>> begin Source material
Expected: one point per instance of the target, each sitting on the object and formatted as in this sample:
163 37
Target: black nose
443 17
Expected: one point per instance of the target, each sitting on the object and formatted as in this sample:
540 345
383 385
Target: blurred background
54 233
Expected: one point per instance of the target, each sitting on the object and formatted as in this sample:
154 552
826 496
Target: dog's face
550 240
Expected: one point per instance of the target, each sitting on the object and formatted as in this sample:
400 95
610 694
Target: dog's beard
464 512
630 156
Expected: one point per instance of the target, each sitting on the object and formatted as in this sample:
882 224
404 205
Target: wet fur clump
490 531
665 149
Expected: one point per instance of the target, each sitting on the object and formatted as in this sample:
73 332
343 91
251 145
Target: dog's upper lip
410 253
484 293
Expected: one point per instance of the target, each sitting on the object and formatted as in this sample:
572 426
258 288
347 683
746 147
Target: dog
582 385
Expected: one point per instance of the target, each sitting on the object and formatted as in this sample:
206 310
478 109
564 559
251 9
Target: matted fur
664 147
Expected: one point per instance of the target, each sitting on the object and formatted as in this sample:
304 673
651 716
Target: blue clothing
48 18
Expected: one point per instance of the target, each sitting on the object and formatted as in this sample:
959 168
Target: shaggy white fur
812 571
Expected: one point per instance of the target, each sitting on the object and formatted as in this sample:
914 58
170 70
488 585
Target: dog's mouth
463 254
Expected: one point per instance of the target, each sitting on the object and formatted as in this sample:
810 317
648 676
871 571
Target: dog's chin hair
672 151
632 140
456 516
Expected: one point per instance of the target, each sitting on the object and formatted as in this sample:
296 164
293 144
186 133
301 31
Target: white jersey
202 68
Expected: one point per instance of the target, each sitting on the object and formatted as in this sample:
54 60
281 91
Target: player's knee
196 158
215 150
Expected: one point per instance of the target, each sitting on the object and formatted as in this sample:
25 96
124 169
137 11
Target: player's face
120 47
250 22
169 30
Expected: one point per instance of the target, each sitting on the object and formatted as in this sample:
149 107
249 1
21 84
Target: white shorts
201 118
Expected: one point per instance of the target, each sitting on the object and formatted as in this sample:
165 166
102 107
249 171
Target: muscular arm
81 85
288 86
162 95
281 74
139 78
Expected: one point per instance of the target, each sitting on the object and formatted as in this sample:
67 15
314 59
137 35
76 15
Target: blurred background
>> end Source material
Exactly as shown, repeat every record.

** Task response **
Expected: one point per instance of the target, each sitting on the object and formatted as in this sample:
163 37
Target: black nose
443 17
Expected: one point per instance of the target, each sitting on the object and formatted as in this sample:
540 345
383 385
Target: blurred background
54 233
Expected: one point per instance of the target, each sitting on the object and formatted as in this sample:
154 552
826 496
Target: dog's face
550 240
Expected: one point per instance of the target, each sitting on the object and formatted as in this sample:
400 95
610 694
Target: dog's beard
464 512
630 156
Expected: one point per instance of the target, each sitting on the object and formatted as in this sample:
882 224
404 205
Target: wet fur clump
490 531
665 149
Expected: one point per instance of the target, each sitting on the object and formatted as in this sample:
73 332
343 91
251 145
Target: dog's upper lip
410 253
484 293
Expected: one point per instance of the target, each sitting on the object and formatted as in this sample:
572 426
258 288
347 683
746 147
Target: dog
582 385
Expected: one point per instance of the target, each sitting on the object and formatted as in this sample:
206 310
478 109
564 559
251 9
Target: matted fur
664 147
Expected: one point per instance of the target, each sitting on the object and formatted as in this sample:
304 673
651 716
Target: blue clothing
48 18
Expected: one point per instance of the target, each sitting on the object and formatted as in this sample:
959 168
Target: shaggy white fur
812 571
Expected: one point per instance of the target, each sitting on the object and formatted as in this sample:
914 58
170 70
488 585
Target: dog's mouth
463 254
Expected: one point per instance of the target, each sitting on the object and formatted as in this sample:
810 317
648 676
871 571
Target: dog's chin hair
672 151
632 140
456 516
Expected: one point per instance of the target, each sitting on the object and formatted as in this sample:
296 164
293 144
186 133
301 31
Target: white jersey
202 68
Expected: one point per instance of the target, each sitting on the object and formatted as in this sample:
54 60
281 91
Target: player's knee
196 158
215 150
Expected: one point per instance of the target, each sitting on the object and formatted as in this sample:
25 96
124 169
137 11
Target: player's face
120 47
250 22
169 30
Expected: one point per instance of the target, each sitting on the object and formatted as in this sample:
149 107
249 1
21 84
Target: white shorts
201 118
Expected: one point per instance of the target, each sitting on the object and formatted as in this sample:
165 166
102 107
249 171
Target: muscular arm
81 85
288 86
162 95
281 74
139 78
Expected: one point per instance of the target, each sitting on the object and formatted as in this sample:
67 15
314 59
137 35
76 15
Target: blurred background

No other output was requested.